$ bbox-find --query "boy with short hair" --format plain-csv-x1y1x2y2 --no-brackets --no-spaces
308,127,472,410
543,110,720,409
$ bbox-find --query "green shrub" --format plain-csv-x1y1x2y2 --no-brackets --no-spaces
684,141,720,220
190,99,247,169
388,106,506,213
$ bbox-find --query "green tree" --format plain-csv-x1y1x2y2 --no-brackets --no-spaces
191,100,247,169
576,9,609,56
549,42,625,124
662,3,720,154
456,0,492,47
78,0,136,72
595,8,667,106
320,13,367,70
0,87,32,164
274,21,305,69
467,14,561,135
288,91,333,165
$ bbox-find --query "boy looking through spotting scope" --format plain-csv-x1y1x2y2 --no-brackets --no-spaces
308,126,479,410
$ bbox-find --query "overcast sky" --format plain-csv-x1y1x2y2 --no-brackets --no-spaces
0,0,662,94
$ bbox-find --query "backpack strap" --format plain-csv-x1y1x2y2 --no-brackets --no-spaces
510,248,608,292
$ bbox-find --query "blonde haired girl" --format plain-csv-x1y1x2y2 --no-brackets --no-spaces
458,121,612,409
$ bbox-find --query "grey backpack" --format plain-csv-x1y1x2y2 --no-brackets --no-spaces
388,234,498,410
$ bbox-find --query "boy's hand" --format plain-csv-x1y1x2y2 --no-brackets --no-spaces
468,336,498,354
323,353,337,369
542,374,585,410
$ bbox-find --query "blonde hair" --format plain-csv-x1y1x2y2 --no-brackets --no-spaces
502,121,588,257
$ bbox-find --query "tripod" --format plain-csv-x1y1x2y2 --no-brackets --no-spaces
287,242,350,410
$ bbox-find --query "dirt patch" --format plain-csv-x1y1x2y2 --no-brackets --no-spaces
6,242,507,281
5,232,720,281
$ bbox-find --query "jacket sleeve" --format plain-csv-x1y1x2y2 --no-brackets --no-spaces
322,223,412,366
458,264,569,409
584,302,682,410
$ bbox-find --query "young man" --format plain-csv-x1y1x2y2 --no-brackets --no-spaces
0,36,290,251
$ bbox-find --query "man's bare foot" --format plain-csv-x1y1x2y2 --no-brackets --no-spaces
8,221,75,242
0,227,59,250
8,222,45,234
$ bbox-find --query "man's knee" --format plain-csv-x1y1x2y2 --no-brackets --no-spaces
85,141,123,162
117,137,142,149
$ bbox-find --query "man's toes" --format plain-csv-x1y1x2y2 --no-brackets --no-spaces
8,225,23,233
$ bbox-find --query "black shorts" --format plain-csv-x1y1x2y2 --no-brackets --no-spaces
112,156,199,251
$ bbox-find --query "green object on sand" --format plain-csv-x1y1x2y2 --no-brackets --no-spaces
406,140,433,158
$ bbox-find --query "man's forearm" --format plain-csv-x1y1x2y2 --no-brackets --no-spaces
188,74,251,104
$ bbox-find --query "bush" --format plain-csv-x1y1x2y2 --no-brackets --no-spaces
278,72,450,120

= Short task =
Write out the records above again, keeping each one identical to the original.

= Finished exercise =
$ bbox-find --query "boy with short hair" --format plain-csv-x1y1x2y2 --no-brackets --no-spaces
308,127,472,410
543,110,720,409
$ bbox-find --query "green shrub" --format plain-csv-x1y1x2y2 --no-brackets --no-spaces
684,141,720,220
190,99,247,169
388,106,506,213
$ bbox-find --query "green tree" --format plain-csv-x1y1x2y2 --no-brackets --no-spaces
191,100,247,169
576,9,609,56
549,42,625,124
662,3,720,154
456,0,492,47
78,0,136,72
595,8,667,106
320,13,367,70
0,87,32,164
274,21,305,69
467,14,561,135
288,91,333,165
$ bbox-find --query "boy looking through spotting scope" --format plain-csv-x1y1x2y2 --no-brackets --no-spaces
308,126,479,410
$ bbox-find --query "overcast sky" --format plain-csv-x1y1x2y2 --no-brackets --no-spaces
0,0,662,94
$ bbox-find --query "backpack strap" --format plain-csv-x1y1x2y2 --no-brackets --no-spaces
510,248,608,292
$ bbox-find --query "blonde haired girl" --format plain-csv-x1y1x2y2 --no-brackets --no-spaces
458,121,612,409
$ bbox-find --query "grey backpack" --format plain-csv-x1y1x2y2 --no-brackets --no-spaces
388,234,498,410
$ bbox-find --query "boy's hand" --format plain-csv-x1y1x2y2 --no-brackets --no-spaces
468,336,498,354
323,353,337,369
542,374,585,410
$ bbox-find --query "blonde hair" --format plain-csv-x1y1x2y2 --no-brackets --no-spaces
502,121,588,257
$ bbox-find --query "tripod" --format plain-csv-x1y1x2y2 --no-brackets --no-spaces
287,242,350,410
$ bbox-find --query "dirt patch" --format plain-csv-x1y1x2y2 --no-brackets --no-spaces
6,242,507,281
5,232,720,281
$ bbox-find --query "jacket sleeve" --format plain-csv-x1y1x2y2 --no-brackets --no-spaces
322,223,412,366
458,264,569,409
584,302,682,410
$ bbox-find --query "young man" --format plain-csv-x1y1x2y2 --no-brackets --no-spaces
0,36,290,251
$ bbox-find --query "man's bare foot" --format plain-csv-x1y1x2y2 --no-brackets --no-spaces
8,221,75,242
0,227,59,250
8,222,45,234
$ bbox-find --query "man's knee" --format plain-csv-x1y1x2y2 --no-brackets --no-spaces
85,141,123,162
117,137,142,149
$ bbox-find --query "man's toes" --format plain-csv-x1y1x2y2 --no-brackets --no-spaces
8,225,23,233
$ bbox-find --query "black shorts" --format plain-csv-x1y1x2y2 --no-brackets --no-spaces
112,156,199,251
$ bbox-find --query "green object on sand" --format plain-csv-x1y1x2y2 --no-brackets --no-spaces
406,140,433,158
$ bbox-find --query "man's forearm" --format plain-csv-x1y1x2y2 --no-brackets --no-spaces
188,74,251,104
$ bbox-find --query "bush" --format plain-csv-x1y1x2y2 --no-brackets --no-spaces
278,72,450,120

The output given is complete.